Records to process Start Marker

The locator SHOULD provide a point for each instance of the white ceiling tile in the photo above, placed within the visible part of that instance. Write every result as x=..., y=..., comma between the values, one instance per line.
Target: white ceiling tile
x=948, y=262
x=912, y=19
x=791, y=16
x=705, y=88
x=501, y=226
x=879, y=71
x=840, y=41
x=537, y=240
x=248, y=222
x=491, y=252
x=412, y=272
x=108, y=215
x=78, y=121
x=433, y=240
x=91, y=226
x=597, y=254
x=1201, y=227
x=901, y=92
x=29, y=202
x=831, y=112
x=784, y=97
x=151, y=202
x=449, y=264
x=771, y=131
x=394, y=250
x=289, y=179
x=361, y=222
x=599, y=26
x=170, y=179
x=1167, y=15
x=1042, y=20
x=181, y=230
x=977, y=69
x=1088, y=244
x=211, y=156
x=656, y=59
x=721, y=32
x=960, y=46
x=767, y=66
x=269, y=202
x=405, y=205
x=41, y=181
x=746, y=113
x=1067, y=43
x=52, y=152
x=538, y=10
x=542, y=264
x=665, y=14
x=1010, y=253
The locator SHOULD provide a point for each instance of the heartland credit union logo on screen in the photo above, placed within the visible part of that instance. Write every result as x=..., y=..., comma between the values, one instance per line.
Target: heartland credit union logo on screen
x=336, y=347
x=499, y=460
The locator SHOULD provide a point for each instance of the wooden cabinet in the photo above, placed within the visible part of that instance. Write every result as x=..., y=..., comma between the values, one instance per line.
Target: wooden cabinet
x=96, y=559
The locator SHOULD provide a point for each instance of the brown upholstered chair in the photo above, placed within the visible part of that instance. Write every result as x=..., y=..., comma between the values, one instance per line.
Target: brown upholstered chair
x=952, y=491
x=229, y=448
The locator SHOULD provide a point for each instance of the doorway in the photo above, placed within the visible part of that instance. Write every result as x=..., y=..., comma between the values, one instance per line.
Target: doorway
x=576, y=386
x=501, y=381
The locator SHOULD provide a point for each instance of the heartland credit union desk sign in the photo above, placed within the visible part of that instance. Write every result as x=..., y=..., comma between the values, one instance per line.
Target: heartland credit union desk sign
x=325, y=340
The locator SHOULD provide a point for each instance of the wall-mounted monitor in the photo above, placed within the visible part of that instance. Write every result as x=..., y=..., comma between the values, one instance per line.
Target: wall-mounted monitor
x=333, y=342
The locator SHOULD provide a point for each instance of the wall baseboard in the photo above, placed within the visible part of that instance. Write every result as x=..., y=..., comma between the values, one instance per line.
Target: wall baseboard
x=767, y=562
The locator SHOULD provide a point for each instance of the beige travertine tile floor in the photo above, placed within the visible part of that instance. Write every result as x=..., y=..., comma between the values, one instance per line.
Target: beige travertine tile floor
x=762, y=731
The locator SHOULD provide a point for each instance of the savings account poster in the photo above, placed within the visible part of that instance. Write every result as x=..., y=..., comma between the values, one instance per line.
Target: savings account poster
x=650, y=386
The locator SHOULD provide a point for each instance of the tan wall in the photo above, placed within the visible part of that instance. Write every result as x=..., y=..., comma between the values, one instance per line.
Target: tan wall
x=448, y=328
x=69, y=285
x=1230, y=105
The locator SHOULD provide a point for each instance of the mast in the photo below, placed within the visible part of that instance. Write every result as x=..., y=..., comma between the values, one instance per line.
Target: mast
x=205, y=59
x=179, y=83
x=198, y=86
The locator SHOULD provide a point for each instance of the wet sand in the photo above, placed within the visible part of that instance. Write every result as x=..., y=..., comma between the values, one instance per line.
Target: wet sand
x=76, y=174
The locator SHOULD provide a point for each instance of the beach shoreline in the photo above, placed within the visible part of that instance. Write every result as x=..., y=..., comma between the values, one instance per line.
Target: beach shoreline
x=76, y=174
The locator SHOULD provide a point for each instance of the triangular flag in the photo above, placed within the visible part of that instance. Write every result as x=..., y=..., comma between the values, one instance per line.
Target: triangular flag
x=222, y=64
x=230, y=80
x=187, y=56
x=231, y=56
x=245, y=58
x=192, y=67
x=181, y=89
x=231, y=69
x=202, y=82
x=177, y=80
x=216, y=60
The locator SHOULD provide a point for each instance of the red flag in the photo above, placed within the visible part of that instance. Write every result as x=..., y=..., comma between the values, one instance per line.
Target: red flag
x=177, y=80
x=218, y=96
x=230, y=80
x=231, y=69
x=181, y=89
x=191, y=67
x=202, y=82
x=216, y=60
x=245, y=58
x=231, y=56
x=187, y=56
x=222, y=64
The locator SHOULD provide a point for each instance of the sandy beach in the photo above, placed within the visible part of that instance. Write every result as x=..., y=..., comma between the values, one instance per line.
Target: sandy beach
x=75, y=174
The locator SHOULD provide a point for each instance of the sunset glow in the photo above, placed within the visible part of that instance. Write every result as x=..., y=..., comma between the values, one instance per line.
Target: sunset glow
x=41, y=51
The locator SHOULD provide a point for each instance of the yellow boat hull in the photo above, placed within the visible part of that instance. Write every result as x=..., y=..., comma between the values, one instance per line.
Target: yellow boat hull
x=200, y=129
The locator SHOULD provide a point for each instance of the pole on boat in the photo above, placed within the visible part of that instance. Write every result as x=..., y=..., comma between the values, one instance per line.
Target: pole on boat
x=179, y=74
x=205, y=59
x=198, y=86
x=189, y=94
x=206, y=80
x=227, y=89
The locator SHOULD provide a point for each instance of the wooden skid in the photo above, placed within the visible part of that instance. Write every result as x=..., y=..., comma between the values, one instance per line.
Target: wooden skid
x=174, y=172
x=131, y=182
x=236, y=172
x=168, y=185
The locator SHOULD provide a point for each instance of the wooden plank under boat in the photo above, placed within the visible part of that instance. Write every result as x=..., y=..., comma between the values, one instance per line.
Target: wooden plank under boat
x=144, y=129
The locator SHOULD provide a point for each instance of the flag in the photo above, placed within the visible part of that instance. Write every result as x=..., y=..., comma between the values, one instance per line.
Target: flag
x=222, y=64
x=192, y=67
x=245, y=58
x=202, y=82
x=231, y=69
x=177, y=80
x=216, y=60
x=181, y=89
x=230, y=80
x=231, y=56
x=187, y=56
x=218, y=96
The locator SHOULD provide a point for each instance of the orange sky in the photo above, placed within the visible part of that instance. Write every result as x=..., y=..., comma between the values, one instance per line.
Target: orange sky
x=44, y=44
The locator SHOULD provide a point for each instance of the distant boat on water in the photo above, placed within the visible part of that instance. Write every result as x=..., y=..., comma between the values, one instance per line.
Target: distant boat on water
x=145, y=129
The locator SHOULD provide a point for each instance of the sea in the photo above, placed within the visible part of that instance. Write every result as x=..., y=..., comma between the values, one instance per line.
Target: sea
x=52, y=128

Records to process End Marker

→ Aim of the task
Starting with the line that contains "of the flag", return each line through the last one of the data above, exactly as written and nothing more.

→ Task solution
The locator SHOULD provide a point for each instance of the flag in the photo above, placed within the visible part of that instance. Write every result as x=..., y=..., comma between the values, one instance per line.
Target: flag
x=222, y=64
x=192, y=67
x=245, y=58
x=202, y=82
x=231, y=69
x=177, y=80
x=216, y=60
x=181, y=89
x=230, y=80
x=231, y=56
x=187, y=56
x=218, y=96
The locator SHOULD provide a point for each instance of the orange sky in the photo above, placed within the visible part of that instance. Write every result as x=..., y=..., comma between the values, one instance per line.
Target: orange sky
x=44, y=44
The locator SHOULD provide a point for each instance of the distant boat on water in the photo above, placed within the visible part of that instance. Write every result as x=..., y=..., comma between the values, one instance per line.
Target: distant boat on water
x=145, y=129
The locator SHOULD provide a point for each instance of the sea in the photo above, placed within the visible part of that instance. Write every result as x=..., y=..., comma between the values, one instance per line.
Target: sea
x=52, y=128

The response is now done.